## TEXT EXCERPT

* * *

This process works for pretty much any goal, not just working out!

• Want to diet?  Ask a nutritionist, a dietitian, your primary care physician, and so on.  …And then write stuff down.
• Want to draw more?  What will you be drawing?  What kinds of references do you need?  Find some online tutorials.  Ask an artist you like and admire for tips.  WRITE THOSE TIPS DOWN.

Then turn those actionable tips and tricks and all that scheduled stuff into the next step:

3.) Mini Goals:
• Having mini goals along the way can help you remember that you are making progress, which will help your desire to continue.
o This means aiming for only three weeks before we actually say THE WHOLE YEAR.
o Oh, and that stuff you put on the calendar?  You’ll be able to mark off as you go, and check out the amount of days you did The Thing later on.
• Mini goals also give you something to build on in order to get to another level or step of your ultimate goal.

Heeey… Here’s an important question when it comes to our goals:

4.) Check in With Yourself.  Do You Wanna?
• Make sure you actually WANT to do the things on this list, or that they will make you healthier, or better your life in some way.
• If not?  Rearrange!  Pick other things.

ONLY pick things you really want to do for YOUR life.  Not someone for else.
Sometimes, we say we’ll do things just because other people want us to do them.  This makes it less likely to actually stick to it, for obvious reasons.

•… That being said, if something is on your list because a friend is doing it also and wants a buddy, you should probably stick to it if you think it’ll be good for you too.  That’s just nice.

* * *

## RECORDED INFORMATION
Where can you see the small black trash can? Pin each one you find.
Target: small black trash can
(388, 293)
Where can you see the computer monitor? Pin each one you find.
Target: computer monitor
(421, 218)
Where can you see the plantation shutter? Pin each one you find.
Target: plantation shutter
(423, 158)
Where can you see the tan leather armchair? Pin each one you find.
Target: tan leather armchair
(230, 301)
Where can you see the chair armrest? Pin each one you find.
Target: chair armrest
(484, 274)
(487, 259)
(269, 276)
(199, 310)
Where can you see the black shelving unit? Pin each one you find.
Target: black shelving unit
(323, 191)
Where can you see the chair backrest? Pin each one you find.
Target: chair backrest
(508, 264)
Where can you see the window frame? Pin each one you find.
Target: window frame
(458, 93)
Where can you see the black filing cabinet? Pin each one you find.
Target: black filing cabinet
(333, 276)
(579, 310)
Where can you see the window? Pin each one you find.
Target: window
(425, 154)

* * *

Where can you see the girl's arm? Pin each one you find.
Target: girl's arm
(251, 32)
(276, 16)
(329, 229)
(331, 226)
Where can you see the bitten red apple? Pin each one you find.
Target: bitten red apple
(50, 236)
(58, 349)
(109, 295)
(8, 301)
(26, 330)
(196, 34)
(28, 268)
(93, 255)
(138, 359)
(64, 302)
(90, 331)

* * *

## DIRECTIONS FOR THIS TASK
Could you resume the goal-setting text above, starting right after its last sentence?

## RESULT OF THE TASK
5.) IN FACT! Have a buddy:
• It isn’t necessary, but having someone else hold you accountable and having the drive to stick to it too will benefit you both.
o This can be in person or online.
There are other kinds of buddies too.  Help is good!
• In some cases, you may want to go to your doctor to see what the healthiest way is to achieve your goals.
o Do this especially if your goal involves ANY kind of diet or exercise plan.
• In other cases, you may want to find and go to a counselor or a psychologist if your goal involves facing a long standing fear or even attending to social struggles.
o Please remember that it doesn’t have to be something huge in order to seek professional help.
• In fact, asking for some kind of help is always recommended, no matter what your goals may be.

6.) All Else Fails, (Break Glass) Think About This:
• If you can find an excuse to quit, you can find an excuse to continue.
o Make up a reason why it would benefit you to stick with the resolution, even if it is just a sense of pride and bragging rights.
• Along those lines, if you don’t really want to eat more healthy or keep track of something else medical but your doctor tells you to do so… You might want to just suck it up and try it anyway.
Who knows? Your doctor might be right and you might start to feel awesome.
• If you find that it isn’t working out, you can change something about your routine.
• Ask around and see how other people achieved similar goals.
Form a habit!
• Like brushing your teeth, if you do something every day, eventually you’ll do it without even thinking about it.

In Summary…
Do research!
This works for above examples, as well pretty much everything else in life.
• Want to learn a new skill?  Find a teacher or online tutorials.
o What does it take?  What supplies will you need?
o Start small though.
!!! Getting too involved, too fast may cost you a lot of money for something you might wind up not actually enjoying.
o You can always build up on supplies once you know that you want to continue.

I love writing lists.  Can you tell?  So, write down your progress:
• Like I said earlier, on a calendar, or even sticky notes, write down every single time you accomplish a part of your goal.
o Even a tiny accomplishment.
o Say how many hours you did it, or what mini goal you met.
• If you organize your main goal, mini goals, and steps to get there “by date on the calendar” to begin with, this will be easy to see.
• You can always add goals throughout the year.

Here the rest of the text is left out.